Region annotation entries:
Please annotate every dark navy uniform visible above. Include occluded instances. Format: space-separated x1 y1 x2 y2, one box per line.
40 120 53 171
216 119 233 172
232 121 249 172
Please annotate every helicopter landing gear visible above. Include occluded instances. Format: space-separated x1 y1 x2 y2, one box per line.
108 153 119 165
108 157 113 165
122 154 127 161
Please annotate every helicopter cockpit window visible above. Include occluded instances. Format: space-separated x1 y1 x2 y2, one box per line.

* * *

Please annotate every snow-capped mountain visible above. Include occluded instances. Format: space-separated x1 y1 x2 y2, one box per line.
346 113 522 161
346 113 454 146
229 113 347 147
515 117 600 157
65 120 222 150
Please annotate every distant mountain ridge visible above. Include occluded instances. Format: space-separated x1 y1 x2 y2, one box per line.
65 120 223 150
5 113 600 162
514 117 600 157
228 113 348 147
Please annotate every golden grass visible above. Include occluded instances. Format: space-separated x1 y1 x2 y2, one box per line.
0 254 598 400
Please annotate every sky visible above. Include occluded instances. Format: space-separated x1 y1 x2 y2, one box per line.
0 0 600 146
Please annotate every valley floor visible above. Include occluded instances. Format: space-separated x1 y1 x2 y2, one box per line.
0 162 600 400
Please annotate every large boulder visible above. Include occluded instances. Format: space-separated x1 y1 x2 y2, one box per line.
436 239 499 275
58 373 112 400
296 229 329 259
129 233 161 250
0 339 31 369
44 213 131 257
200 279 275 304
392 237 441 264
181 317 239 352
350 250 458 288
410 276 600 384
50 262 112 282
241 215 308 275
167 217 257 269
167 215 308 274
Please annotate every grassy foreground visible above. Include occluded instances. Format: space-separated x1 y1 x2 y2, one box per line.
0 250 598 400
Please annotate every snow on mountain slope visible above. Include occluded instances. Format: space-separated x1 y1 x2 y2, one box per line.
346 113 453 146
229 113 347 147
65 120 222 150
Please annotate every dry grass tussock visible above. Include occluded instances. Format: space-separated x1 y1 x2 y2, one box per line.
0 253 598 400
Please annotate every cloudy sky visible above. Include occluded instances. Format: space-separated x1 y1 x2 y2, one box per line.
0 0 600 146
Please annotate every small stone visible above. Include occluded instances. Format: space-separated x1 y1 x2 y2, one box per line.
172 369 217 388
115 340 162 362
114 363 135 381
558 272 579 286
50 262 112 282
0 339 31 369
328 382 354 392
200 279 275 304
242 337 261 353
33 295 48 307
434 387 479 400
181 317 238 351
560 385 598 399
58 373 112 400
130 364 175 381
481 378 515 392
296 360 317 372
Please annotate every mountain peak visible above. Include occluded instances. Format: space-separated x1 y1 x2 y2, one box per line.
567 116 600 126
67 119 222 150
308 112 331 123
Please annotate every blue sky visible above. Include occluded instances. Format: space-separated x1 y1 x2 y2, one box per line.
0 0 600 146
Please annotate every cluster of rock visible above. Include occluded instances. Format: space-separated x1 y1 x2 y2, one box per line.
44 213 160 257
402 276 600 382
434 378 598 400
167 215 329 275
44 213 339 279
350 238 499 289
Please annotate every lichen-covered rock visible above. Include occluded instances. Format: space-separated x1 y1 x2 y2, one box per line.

...

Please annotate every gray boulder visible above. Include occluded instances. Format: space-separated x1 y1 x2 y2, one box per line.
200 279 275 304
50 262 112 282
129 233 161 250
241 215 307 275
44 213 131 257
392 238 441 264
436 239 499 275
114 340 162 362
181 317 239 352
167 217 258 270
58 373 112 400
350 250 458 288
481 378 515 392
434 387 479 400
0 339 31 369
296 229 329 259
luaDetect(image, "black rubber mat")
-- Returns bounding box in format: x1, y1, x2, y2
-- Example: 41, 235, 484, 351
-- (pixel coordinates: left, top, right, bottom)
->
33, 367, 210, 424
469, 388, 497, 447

- _WHAT YOU ARE ASKED TO DO_
Can you rewrite the lines from the one with "Please annotate every dark" to the one with "Please annotate every helicopter cockpit", both included, as a Markdown table with the columns Number and Line, leaving out any blank lines?

- _IN RESPONSE_
| Number | Line |
|---|---|
| 1 | Please annotate every dark navy uniform visible above. Include occluded instances. Format: space-separated x1 y1 x2 y2, one box per line. |
| 2 | 40 120 53 171 |
| 3 | 216 119 233 172 |
| 4 | 232 121 249 172 |
| 5 | Please annotate every helicopter landing gear visible above. Include occluded instances. Format: space-separated x1 y1 x2 y2, one box per line. |
| 6 | 108 153 119 165 |
| 7 | 108 157 113 165 |
| 8 | 122 154 127 161 |
| 9 | Please annotate every helicopter cockpit window visible above. Include occluded instances. Format: space-separated x1 y1 x2 y2, one box per line. |